------ Reading passage ------
Last Sunday, I had to drive up to Chattanooga and wait for my daughter for just a few hours. Whenever I get trapped somewhere, and I know I am near a laundry mat, I will grab a load of laundry. I love to go to the laundry mat once in a while, and just people watch. I love people, and I love to watch them, wondering what their stories are all about.

My mind was filled with an extensive to-do list. I had to shop for prom dresses, get ready for a birthday party, drive kids everywhere, pay bills, clean the house, and cook dinner. I pulled into the Walgreens to pick up laundry detergent, and I barely noticed the stranger as I drifted past.



My to-do list kept me from even seeing the people around me. The cashier pulled me out of my thoughts, interacted with me, and made me see the people around me for the first time. I was going to miss the beauty of the people around me because I couldn't stop my mind from twirling and whirling around. I stepped out into the cool air, a little more aware of the people around me, and then I saw him, the guy who would make my Sunday a day of true blessings. It would remind me how little things can make or break a person's faith or belief in other people. I sat in my car watching him smile and greet other people; you could sense him trying to get the courage to ask for help.


Maybe he was new to this need. Maybe he had grown tired of all of the people saying no. Perhaps even in his need, his pride was too big to ask for help. I looked at my change tin, thinking of how it rattles and makes every car ride too noisy for my husband. I sat thinking of how it held the quarters for my load of laundry and a few emergency dollars for oops, low on gas and no card. I thought about how I was pinching pennies and starting to save for this and that. I sat wondering was I right about what I saw. Was I seeing a man in need of my change? Would his pride be so big that he would be more insulted? Could my small tin of change make a difference in his life?

I watched as people passed by him, not noticing him as he greeted them with a slight smile and hello. He never asked for anything, but his need was so great you could see it in his eyes. I sat watching, not sure what to do. I couldn't simply just drive away and leave him; his eyes would haunt me in my twirling and whirling thoughts. Standing there as I watched and wondered how to approach this man with my change in, I could only hear one verse screaming loud in my ear.
------ Given entries ------
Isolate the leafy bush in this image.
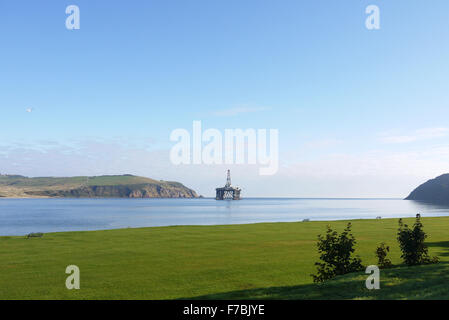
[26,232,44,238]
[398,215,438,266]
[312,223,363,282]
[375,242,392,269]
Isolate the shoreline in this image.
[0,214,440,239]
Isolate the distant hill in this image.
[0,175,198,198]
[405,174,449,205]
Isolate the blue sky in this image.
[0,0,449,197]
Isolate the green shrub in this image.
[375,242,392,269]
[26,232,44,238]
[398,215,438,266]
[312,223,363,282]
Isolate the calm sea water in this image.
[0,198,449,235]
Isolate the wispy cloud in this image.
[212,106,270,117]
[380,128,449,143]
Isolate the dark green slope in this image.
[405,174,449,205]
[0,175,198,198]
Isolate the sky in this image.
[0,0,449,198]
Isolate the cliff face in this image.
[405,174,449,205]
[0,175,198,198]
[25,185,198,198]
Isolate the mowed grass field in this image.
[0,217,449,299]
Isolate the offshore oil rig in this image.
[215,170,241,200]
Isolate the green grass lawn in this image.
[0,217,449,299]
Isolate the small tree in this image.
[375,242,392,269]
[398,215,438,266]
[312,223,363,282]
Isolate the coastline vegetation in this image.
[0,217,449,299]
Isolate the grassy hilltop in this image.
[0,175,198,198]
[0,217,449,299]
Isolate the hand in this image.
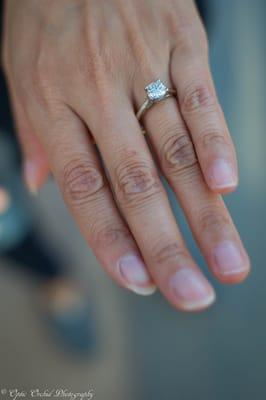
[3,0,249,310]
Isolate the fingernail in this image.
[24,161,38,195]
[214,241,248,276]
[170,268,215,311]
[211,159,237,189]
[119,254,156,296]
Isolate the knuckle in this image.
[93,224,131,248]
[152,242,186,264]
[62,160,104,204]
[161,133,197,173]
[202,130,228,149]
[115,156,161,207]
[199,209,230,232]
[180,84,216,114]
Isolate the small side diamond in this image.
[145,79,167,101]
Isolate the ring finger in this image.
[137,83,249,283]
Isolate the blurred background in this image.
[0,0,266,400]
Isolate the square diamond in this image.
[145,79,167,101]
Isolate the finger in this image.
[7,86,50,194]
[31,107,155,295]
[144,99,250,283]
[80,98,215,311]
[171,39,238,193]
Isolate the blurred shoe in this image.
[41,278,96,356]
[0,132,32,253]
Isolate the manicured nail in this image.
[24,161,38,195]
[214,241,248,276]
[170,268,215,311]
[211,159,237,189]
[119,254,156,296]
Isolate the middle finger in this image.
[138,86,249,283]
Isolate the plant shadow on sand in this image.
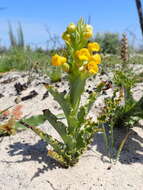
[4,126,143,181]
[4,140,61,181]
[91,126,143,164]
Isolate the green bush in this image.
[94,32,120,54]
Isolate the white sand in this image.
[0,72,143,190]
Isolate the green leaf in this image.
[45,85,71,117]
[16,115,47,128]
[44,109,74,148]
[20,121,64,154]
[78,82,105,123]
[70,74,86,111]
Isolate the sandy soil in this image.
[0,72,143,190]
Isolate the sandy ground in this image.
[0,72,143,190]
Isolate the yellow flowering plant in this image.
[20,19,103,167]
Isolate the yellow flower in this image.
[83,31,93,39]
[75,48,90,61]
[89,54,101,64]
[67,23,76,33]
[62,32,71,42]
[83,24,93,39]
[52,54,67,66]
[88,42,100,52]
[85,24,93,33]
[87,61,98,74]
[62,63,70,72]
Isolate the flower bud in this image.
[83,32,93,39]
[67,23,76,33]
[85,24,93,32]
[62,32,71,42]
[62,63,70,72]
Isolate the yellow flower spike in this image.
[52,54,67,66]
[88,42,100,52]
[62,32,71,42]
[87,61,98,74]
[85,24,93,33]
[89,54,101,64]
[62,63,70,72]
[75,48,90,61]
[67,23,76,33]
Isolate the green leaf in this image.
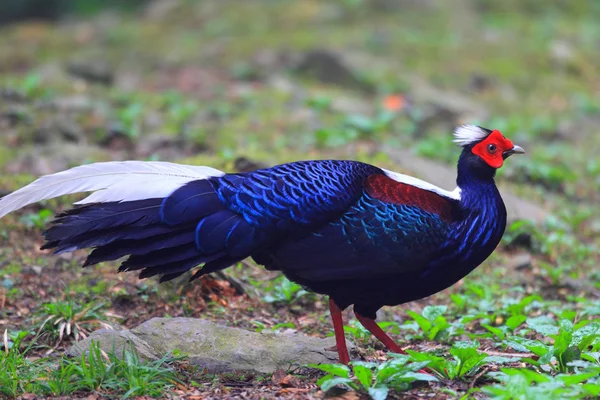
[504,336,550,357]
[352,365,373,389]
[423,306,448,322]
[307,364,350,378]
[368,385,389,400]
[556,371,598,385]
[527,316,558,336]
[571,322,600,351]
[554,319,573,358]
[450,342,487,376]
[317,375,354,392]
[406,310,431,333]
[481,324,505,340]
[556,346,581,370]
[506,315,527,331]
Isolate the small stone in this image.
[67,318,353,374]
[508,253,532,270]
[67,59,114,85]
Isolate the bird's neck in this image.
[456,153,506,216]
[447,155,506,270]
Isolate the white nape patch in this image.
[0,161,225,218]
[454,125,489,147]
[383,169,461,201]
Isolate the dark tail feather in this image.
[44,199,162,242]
------
------ Given entries ------
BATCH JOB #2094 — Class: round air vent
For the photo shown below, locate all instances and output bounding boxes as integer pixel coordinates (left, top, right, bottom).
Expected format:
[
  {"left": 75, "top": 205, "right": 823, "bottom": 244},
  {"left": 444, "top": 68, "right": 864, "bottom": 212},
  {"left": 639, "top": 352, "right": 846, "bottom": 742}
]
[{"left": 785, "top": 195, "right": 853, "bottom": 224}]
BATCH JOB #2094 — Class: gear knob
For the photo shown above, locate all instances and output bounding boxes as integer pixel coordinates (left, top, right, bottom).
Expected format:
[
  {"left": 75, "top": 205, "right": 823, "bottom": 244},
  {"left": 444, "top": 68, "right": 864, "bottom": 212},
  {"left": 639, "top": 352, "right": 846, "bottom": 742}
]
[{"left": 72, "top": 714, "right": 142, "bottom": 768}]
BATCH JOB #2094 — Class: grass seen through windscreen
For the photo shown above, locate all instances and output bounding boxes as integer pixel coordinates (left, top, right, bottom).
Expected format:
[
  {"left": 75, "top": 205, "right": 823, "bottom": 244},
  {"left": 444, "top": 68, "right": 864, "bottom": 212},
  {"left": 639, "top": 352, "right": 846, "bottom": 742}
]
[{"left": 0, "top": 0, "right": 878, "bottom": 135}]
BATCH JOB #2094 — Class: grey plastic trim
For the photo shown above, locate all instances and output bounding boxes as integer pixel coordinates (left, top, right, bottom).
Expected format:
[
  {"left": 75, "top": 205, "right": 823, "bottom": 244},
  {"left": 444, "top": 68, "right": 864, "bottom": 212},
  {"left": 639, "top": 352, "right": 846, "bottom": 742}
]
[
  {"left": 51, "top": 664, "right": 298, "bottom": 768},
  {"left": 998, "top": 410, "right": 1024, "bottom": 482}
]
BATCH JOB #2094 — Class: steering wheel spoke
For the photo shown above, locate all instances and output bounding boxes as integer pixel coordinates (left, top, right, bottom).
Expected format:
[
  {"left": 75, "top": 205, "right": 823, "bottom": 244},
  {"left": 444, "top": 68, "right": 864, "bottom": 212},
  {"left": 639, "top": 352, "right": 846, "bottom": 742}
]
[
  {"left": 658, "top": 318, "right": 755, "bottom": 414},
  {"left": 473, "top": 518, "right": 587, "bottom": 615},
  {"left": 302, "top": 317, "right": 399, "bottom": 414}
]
------
> [Aim of the task]: Please carry on the story about the Sunday trip to the laundry mat and the man outside Walgreens, starting after its last sentence.

> [Result of the task]:
Matthew 25:35-45

35 For I was hungry, and you gave me something to eat, I was thirsty, and you gave me something to drink, I was a stranger, and you invited me in, 36 I needed clothes, and you clothed me, I was sick, and you looked after me, I was in prison, and you came to visit me.'

37 "Then the righteous will answer him, 'Lord, when did we see you hungry and feed you, or thirsty and give you something to drink? 38 When did we see you a stranger and invite you in, or needing clothes and clothe you? 39 When did we see you sick or in prison and go to visit you?'

40 "The King will reply, 'Truly I tell you, whatever you did for one of the least of these brothers and sisters of mine, you did for me.'

41 "Then he will say to those on his left, 'Depart from me, you who are cursed, into the eternal fire prepared for the devil and his angels. 42 For I was hungry, and you gave me nothing to eat, I was thirsty, and you gave me nothing to drink, 43 I was a stranger, and you did not invite me in, I needed clothes, and you did not clothe me, I was sick and in prison, and you did not look after me.'

44 "They also will answer, 'Lord, when did we see you hungry or thirsty or a stranger needing clothes or sick or in prison and did not help you?'

45 "He will reply, 'Truly I tell you, whatever you did not do for one of the least of these, you did not do for me.'



I opened my door to step out and hand him the tin, an almost meaningless gesture, but it was all I could do at the time. I watched an expensively dressed woman come out of Walgreens. The stranger greeted her. He made no step towards her, no gesture, and no request to her. Maybe she could see the hunger in his eyes. Perhaps her own desire for things overwhelmed her. Still, in that second, I saw what many might see as meanness, but deep beneath the surface, I think she lived a fear that one wrong step in her high heels and she could find herself hungry and wanting. I watched her turn on him and tell him to get a job and not stand there. He told her he was looking, but it was hard to find a job. She turned on him as she quickened her pace, and in front of the whole parking lot, she screamed in an angry, ugly tone, "While I have two jobs." His pride was stripped away in that very second. Strangers looked upon his hunger, need, and pain and did nothing.


I stopped. Would I only add to the humiliation? Was his need so great that instead of remembering her bitter, angry words, he would remember my smile and know that he would be in my prayers? Would he remember the anger or the compassion? I stepped towards him handed him my tin, and at that moment, I looked into the softest, kindest blue eyes I had ever seen. His laugh lines around his eyes shone bright, and if the eyes are the window to the soul, his is a beautiful soul. He said a soft, gentle thank you, and as I walked away, I heard him open the tin and only one word, "WOW."

As I drove away, the man in the car next to me got out of his car and handed him a few dollars. I wondered would those in the parking lot see his need now. Would they open their eyes and see the hungry, the thirsty, the naked, the stranger, the ill, the prisoned… Would people start seeing Jesus?

I was truly blessed by this encounter for the rest of the day, and whoever you were, a stranger at Walgreens, you gave more than you were given. What a blessing on my day you turned out to be.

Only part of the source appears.